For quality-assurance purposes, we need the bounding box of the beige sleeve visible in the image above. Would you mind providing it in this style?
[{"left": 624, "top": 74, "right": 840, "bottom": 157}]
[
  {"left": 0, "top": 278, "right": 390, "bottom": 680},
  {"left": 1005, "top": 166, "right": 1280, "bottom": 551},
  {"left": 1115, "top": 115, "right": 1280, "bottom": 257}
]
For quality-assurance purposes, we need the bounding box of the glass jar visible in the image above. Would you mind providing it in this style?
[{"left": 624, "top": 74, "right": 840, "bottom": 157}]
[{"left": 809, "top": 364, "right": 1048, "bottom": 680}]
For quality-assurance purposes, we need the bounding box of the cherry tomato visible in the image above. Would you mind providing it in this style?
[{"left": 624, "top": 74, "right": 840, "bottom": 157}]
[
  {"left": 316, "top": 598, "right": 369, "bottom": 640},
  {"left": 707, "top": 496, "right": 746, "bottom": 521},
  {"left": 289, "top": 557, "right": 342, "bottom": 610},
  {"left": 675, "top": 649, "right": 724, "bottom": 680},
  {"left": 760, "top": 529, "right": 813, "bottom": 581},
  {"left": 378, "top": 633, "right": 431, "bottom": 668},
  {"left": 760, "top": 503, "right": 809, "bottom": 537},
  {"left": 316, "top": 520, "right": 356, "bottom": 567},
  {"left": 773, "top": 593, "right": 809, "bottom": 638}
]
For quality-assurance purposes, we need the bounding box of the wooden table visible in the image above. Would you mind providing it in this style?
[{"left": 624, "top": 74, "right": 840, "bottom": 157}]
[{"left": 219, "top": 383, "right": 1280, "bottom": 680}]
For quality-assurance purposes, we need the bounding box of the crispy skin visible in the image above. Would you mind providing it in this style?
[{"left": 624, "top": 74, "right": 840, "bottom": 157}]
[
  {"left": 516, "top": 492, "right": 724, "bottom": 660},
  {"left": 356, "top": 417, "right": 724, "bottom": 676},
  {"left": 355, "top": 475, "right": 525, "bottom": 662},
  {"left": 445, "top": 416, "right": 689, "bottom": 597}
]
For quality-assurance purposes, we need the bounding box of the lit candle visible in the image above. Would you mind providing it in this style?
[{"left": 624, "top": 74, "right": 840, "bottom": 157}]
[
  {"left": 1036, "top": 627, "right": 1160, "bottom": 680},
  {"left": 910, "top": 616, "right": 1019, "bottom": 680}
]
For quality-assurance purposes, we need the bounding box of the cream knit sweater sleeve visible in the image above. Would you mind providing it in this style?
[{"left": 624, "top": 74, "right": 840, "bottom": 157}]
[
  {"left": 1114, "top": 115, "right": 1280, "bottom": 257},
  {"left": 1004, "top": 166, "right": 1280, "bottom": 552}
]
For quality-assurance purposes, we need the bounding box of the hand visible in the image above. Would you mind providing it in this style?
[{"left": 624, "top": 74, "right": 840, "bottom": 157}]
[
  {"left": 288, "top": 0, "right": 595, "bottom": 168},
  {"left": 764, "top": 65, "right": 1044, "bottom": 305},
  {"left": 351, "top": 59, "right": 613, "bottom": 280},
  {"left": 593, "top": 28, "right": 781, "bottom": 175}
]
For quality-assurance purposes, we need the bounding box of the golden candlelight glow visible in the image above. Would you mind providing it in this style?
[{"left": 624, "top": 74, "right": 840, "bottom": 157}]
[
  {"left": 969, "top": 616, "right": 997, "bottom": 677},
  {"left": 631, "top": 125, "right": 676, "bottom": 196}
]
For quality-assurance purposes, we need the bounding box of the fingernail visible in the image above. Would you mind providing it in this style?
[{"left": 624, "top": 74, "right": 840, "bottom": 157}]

_Task description_
Pull out each line in the records above that contains the word "sleeve", and copy those lines in full.

_Problem solution_
For quality-assurance purposes, we need the bounding box of the beige sleeve visible in the image above. Would you mind providing it in this style?
For quality-assurance purposes, we need the bounding box of the cream knit sweater sleeve visible in the image above. Would you mind providing it in this style?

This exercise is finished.